* [REQUIRED ACTION] Where an entry contains an image, skip the image and print the rest exactly.

[Point-per-instance localization data]
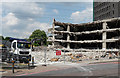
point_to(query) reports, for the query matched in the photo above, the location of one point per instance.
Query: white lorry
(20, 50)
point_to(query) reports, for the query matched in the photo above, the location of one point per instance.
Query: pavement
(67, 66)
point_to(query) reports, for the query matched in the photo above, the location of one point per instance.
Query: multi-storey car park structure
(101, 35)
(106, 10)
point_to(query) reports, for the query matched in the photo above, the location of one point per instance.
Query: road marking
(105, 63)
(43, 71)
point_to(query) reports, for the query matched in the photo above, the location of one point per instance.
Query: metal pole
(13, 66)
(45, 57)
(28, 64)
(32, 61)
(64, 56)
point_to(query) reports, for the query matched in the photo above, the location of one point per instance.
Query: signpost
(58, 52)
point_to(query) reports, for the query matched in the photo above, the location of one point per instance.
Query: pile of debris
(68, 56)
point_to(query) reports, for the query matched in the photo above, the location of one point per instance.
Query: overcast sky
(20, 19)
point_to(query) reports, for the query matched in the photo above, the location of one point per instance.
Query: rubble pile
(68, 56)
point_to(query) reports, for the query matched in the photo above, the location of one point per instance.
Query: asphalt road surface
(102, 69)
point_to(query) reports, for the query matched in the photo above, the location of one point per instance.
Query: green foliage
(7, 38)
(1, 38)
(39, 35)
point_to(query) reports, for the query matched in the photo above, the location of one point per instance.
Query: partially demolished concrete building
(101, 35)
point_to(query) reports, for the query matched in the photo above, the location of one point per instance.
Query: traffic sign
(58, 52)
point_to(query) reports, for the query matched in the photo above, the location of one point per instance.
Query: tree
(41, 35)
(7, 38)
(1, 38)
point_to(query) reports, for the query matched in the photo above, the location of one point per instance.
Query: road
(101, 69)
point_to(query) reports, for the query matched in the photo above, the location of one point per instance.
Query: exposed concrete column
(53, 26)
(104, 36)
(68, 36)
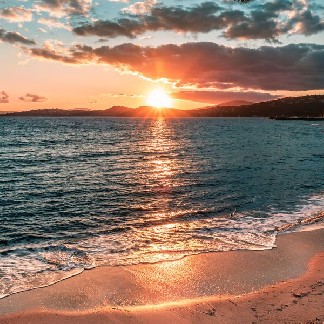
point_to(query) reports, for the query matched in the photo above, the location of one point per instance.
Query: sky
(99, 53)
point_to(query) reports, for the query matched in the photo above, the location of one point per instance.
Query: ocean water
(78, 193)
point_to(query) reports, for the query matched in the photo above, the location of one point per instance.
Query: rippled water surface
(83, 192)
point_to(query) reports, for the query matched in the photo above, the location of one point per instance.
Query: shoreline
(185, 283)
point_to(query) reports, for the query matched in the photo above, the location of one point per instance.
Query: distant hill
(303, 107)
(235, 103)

* [RESPONSE FOR THIS EXERCISE]
point_to(query) reports, for the query matched in the photo above, the location of one point per instance.
Query: white lorry
(20, 50)
point_to(query) reports, for the query matched in the photo above, the location of one point per instance.
Query: pavement
(67, 66)
point_to(query) reports, for the query matched in the photo above, the location of one point per instance.
Query: multi-storey car park structure
(101, 35)
(106, 10)
point_to(query) reports, for the query matched in the photo above, the location of one point per instance.
Query: road marking
(105, 63)
(43, 71)
point_to(query) reports, for the query matched in the photo above, the location of one point per instance.
Query: metal pole
(13, 66)
(45, 57)
(28, 64)
(32, 61)
(64, 56)
point_to(query) reports, for the query matched in the photo above, the location of one point per instance.
Query: signpost
(58, 52)
point_to(query) reports, for the query matched in the photo above, the location of one point per instance.
Query: pile of debris
(68, 56)
point_to(query) reports, for the query matched in the photo above, the location of one point per instance.
Query: overcast sky
(20, 19)
point_to(query) reports, for the query matched in the photo above, the location of one point per instance.
Query: rubble pile
(68, 56)
point_to(query) reports, for the query matched in the photo above, the location of one point per instance.
Query: asphalt road surface
(102, 69)
point_to(query) reports, for the query matched in the photo above, the location of one point per instance.
Query: green foliage
(7, 38)
(1, 38)
(39, 35)
point_to(query) reports, for the query matched in the photo above, the location of one point per instance.
Query: partially demolished concrete building
(101, 35)
point_to(query) reports, for the query matched in the photo above, the location of one point per instance.
Query: traffic sign
(58, 52)
point_to(query) reports, for the query matched in the photo above, the location of one point per instance.
Query: tree
(41, 35)
(7, 38)
(1, 38)
point_to(query) reports, for the query matched in the photo above, the location of one point per instance.
Query: road
(101, 69)
point_to(query) reports, for the query matched in the photo above, the location of one point per instance.
Query: exposed concrete column
(53, 26)
(104, 36)
(68, 36)
point_to(query) reports, for the query matched in the photo above, the location of one point per instance.
Query: sky
(99, 53)
point_to(query) reports, for the query matched in the photo above, the location of one point per instance.
Query: ocean water
(78, 193)
point_to(query) reports, for the query matched in the photo above, the location of one point per instance.
Query: rippled water surface
(83, 192)
point_to(query) reports, for the query matched in the photo above, the location of one point per instance.
Query: shoreline
(185, 283)
point_to(query) reports, for the query matched in the photo above, the location of one point per instance.
Query: distant hill
(303, 107)
(235, 103)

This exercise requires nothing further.